[Exercise instructions]
**a)** According to the article on French arbitration and the OIC Treaty, in what year did the OIC Treaty enter into force?
**b)** Pick up the article on French arbitration and the OIC Treaty where it stops, and continue it.

>> start Selected excerpt

Published in GAR on 21 February 2020

Hamid Gharavi of Derains & Gharavi in Paris explains how French arbitration law and courts enable parties instituting arbitrations under the OIC Treaty to avoid a denial of justice“.

“Cocorico! – French approach to the OIC Treaty gives cause to crow” – By Hamid Gharavi 

“Cocorico is both the onomatopoeic term for a rooster’s crow in the French language and slangy shorthand for French national pride. Those instituting arbitration under the OIC Treaty (the Agreement on Promotion, Protection and Guarantee of Investments amongst the Member States of the Organisation of the Islamic Conference) have good cause to crow. This is because French arbitration law permits French courts to serve as appointing authority in cases of this type, thus avoiding injustice to the investor side arising from the failure of the OIC secretary general to fulfill the appointing role conferred on him in the treaty.

With 57 member states across the Muslim world, the Organisation of Islamic Cooperation, as it is now known, is the second largest intergovernmental organisation after the United Nations. The OIC Treaty was adopted in 1981 to promote and protect investment among member states and entered into force in 1988. It was unused in investment disputes for nearly 25 years, until it was invoked for the first time in 2012 in Hesham TM Al Warraq v Republic of Indonesia.

While the respondent states participated in the constitution of the tribunal in the first two publicly reported OIC Treaty cases that gave rise to awards, Hesham v Indonesia and Kontinental Conseil Ingénierie v Gabonese Republic, the trend in recent years has been for states not to play ball.

A serial defaulter is Libya, which has failed to participate in the constitution of the tribunal in a number of OIC cases. This failure seems to be not unintentional but rather a strategic modus operandi of Libya and its counsel as the state does participate in the constitution of tribunals in arbitrations arising out of treaties other than the OIC Treaty. The state relies on the failure of the OIC secretary general to fulfil his role as appointing authority to render the arbitral process inefficient and create a deadlock.

>> end Selected excerpt
>> start Dataset extract

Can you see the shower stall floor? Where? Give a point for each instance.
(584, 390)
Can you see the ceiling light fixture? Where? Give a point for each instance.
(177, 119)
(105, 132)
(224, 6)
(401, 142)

>> end Dataset extract

[Responses to the tasks]
**a)** 1988

**b)**
In recent years, specialised press outlets have reported on the existence of at least six cases in which the OIC secretary general has failed to make the appointments required under the OIC Treaty, including Trasta Energy v Libya; DS Construction FZCO v Libya; Omar Bin Sulaiman v Sultanate of Oman; and three arbitrations brought by Saudi businessman Hashem Al Mehdar and other members of his family against Egypt. The awards in these cases have yet to be made public. In all of them, the OIC secretariat simply did not respond to appointment requests.

What a blow to the effectiveness of a multilateral treaty that remains in force in 29 states! Especially as the OIC Treaty is often the only treaty between the state of the investor and the host state and thus the only avenue to effective and neutral resolution of an investment dispute.

The PCA intervenes

To overcome this obstacle, investors have applied to the secretary general of the Permanent Court of Arbitration in The Hague to step in and constitute tribunals using the most-favoured nation clause of the OIC Treaty.

This was done by UAE-based company DS Construction FZCO in its arbitration against Libya, with the investor reportedly arguing that the MFN clause of the treaty allowed it to apply the more favourable 1976 version of the UNCITRAL Arbitration Rules referred to in the Austria-Libya bilateral investment treaty. PCA insiders have confirmed that the investor also raised the risk of denial of justice and the principle of effet utile.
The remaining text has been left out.